• **Instructions to follow**
As you write out the lines from the one containing "296], [590, 234]]]" through the last line of the records, keep them exact and leave out pictures.

[Saved entries]
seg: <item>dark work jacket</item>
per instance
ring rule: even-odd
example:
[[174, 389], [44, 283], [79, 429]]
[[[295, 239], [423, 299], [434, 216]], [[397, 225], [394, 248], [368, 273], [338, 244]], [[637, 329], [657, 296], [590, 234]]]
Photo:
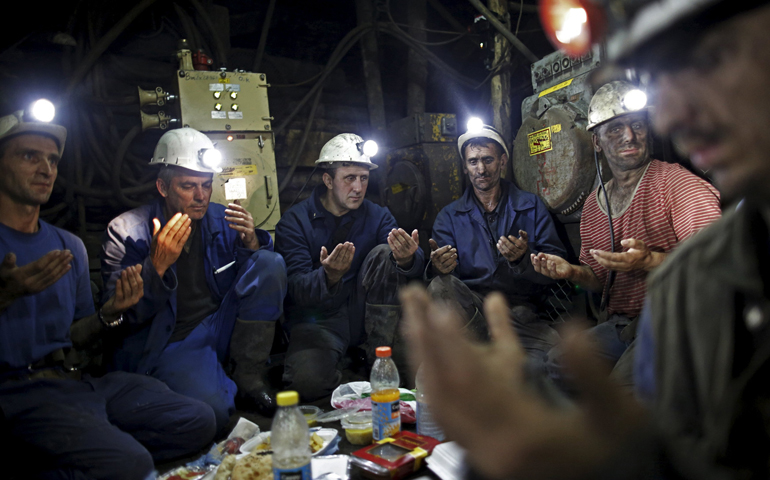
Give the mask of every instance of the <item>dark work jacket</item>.
[[770, 475], [767, 228], [744, 202], [684, 242], [650, 275], [640, 325], [637, 373], [651, 369], [641, 387], [672, 453], [726, 478]]
[[[554, 283], [550, 278], [534, 271], [530, 253], [549, 253], [564, 258], [566, 251], [556, 234], [551, 214], [536, 195], [516, 188], [511, 182], [500, 179], [506, 189], [498, 206], [500, 217], [497, 231], [491, 232], [484, 212], [474, 199], [473, 187], [468, 187], [462, 197], [444, 207], [433, 224], [433, 239], [439, 247], [452, 245], [457, 248], [457, 268], [452, 272], [468, 287], [482, 295], [492, 291], [502, 292], [511, 305], [536, 306]], [[502, 236], [519, 236], [519, 230], [529, 235], [527, 252], [518, 262], [509, 262], [497, 250]], [[426, 269], [427, 280], [432, 269]]]
[[[398, 228], [387, 208], [369, 200], [346, 214], [340, 227], [353, 222], [345, 241], [352, 242], [356, 251], [350, 270], [329, 290], [321, 266], [321, 247], [326, 246], [328, 253], [332, 253], [334, 246], [328, 242], [336, 226], [334, 216], [321, 205], [321, 195], [326, 191], [323, 184], [316, 187], [309, 198], [286, 212], [275, 227], [275, 248], [286, 260], [286, 316], [290, 326], [307, 320], [310, 310], [332, 311], [346, 303], [355, 293], [358, 272], [366, 256], [377, 245], [387, 243], [388, 233]], [[412, 268], [398, 270], [408, 278], [419, 278], [424, 265], [424, 254], [418, 248]]]
[[[123, 317], [127, 325], [120, 332], [125, 336], [116, 346], [112, 368], [134, 373], [147, 373], [165, 348], [176, 325], [176, 263], [161, 278], [150, 260], [152, 219], [166, 224], [163, 202], [155, 202], [123, 213], [110, 222], [102, 241], [103, 301], [115, 292], [120, 272], [131, 265], [142, 265], [144, 296]], [[227, 226], [225, 207], [210, 203], [200, 220], [196, 235], [203, 236], [204, 269], [211, 295], [221, 302], [235, 284], [240, 268], [254, 253], [244, 247], [238, 232]], [[273, 250], [273, 239], [265, 230], [256, 229], [260, 249]], [[235, 261], [232, 267], [215, 274], [214, 271]]]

• **Task output**
[[[295, 239], [423, 299], [434, 216]], [[397, 225], [394, 248], [368, 273], [338, 244]], [[637, 329], [657, 296], [590, 234]]]
Photo:
Give the mask of every instance of the <item>dark work jacket</item>.
[[770, 475], [767, 228], [744, 202], [684, 242], [650, 275], [640, 325], [637, 373], [651, 369], [641, 387], [672, 453], [726, 478]]
[[[554, 283], [550, 278], [534, 271], [530, 253], [549, 253], [564, 258], [566, 251], [556, 234], [551, 214], [536, 195], [516, 188], [511, 182], [500, 179], [506, 189], [498, 206], [500, 217], [497, 231], [491, 232], [484, 212], [474, 199], [473, 187], [468, 187], [462, 197], [444, 207], [433, 224], [433, 239], [439, 247], [452, 245], [457, 248], [457, 268], [452, 272], [468, 287], [482, 295], [492, 291], [502, 292], [511, 305], [536, 306]], [[502, 236], [519, 236], [519, 230], [529, 235], [527, 252], [518, 262], [509, 262], [497, 250]], [[426, 269], [427, 280], [432, 269]]]
[[[398, 228], [387, 208], [369, 200], [346, 214], [340, 227], [353, 222], [345, 241], [352, 242], [356, 251], [350, 270], [329, 290], [321, 266], [321, 247], [326, 246], [328, 253], [332, 253], [334, 246], [328, 242], [336, 226], [334, 216], [321, 205], [321, 195], [326, 191], [323, 184], [316, 187], [309, 198], [286, 212], [275, 227], [275, 248], [286, 260], [286, 316], [290, 326], [307, 320], [310, 310], [332, 311], [346, 303], [355, 293], [358, 272], [366, 256], [377, 245], [387, 243], [388, 233]], [[412, 268], [398, 270], [408, 278], [419, 278], [424, 265], [424, 254], [418, 248]]]
[[[123, 317], [127, 325], [120, 332], [125, 336], [116, 346], [112, 368], [134, 373], [147, 373], [165, 348], [176, 325], [176, 263], [161, 278], [150, 260], [152, 219], [166, 224], [163, 202], [155, 202], [123, 213], [110, 222], [102, 241], [103, 301], [115, 292], [120, 272], [131, 265], [142, 265], [144, 296]], [[227, 226], [225, 207], [210, 203], [200, 220], [196, 235], [203, 236], [204, 269], [211, 295], [221, 302], [235, 284], [240, 268], [254, 253], [244, 247], [238, 232]], [[273, 250], [273, 239], [265, 230], [256, 229], [260, 249]], [[235, 261], [232, 267], [215, 274], [214, 271]]]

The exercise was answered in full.